_REQUIREMENTS_.
[1] List the three operations that the passage on Microsoft Query below says a database query can accomplish.
[2] Carry on the passage on Microsoft Query below from the point where it stops.

_SUPPLIED TEXT_.
** Start **
If you want to build a PivotTable using a sorted, filtered, subset of an external data source, you must use Microsoft Query to specify the sorting and filtering options and the subset of the source data that you want to work with.
Databases such as those used in Microsoft Access and SQL Server are often very large and contain a wide variety of data scattered over many different tables. When your data analysis requires a PivotTable, you can never use an entire database as the source for the report. Instead, you can extract a subset of the database: a table or perhaps two or three related tables. You may also require the data to be sorted in a certain way and you may also need to filter the data so that you only work with certain records.
You can accomplish all three operations — extracting a subset, sorting, and filtering — by creating a database query. In Excel, the program that you use to create and run database queries is Microsoft Query. You learn how to use Microsoft Query in this appendix. This section gets you started by introducing you to various query concepts and how they fit into Microsoft Query.
** End **
_DATA BLOCK_.
** Start **
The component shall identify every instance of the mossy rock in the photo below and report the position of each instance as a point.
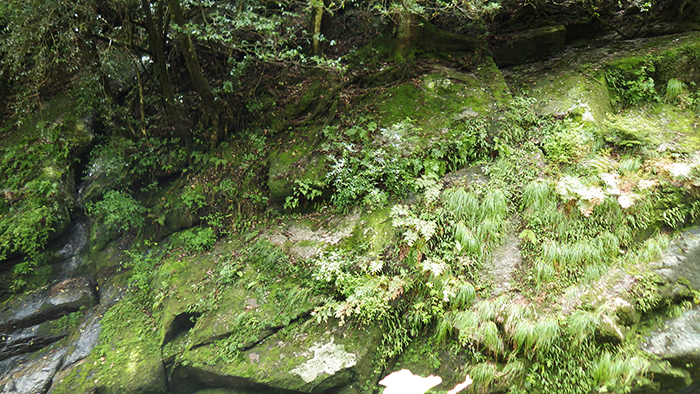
** End **
_RESPONSES_.
[1] Extracting a subset, sorting, and filtering.

[2]
All database queries require two things at the very beginning: access to a database and an Open Database Connectivity, or ODBC, data source for the database installed on your computer. ODBC is a database standard that enables a program to connect to and manipulate a data source. An ODBC data source contains three things: a pointer to the file or server where the database resides; a driver that enables Microsoft Query to connect to, manipulate, and return data from the database; and the login information that you require to access the database.
You learn how to create a new data source in the next task, "Define a Data Source."
Database queries knock a large database down to a more manageable size by enabling you to perform three tasks: selecting the tables and fields you want to work with, filtering the records, and sorting the records.
The first task you perform when you define a query is to select the table or tables that you want to work with. After you have done that, you then select the fields from those tables that you want to use in your PivotTable. Because external databases often contain a large amount of data, you can speed up your queries and reduce the amount of memory Excel uses by returning only those fields that you know you need for your PivotTable.
You may not require all a table's records in your PivotTable report. For example, if a table contains invoice data from several years, you may only want to work with records from a particular year. Similarly, you may be interested in records for a particular product, country, or employee. In each case, you can configure the database query to filter the records so that you only get the records you want.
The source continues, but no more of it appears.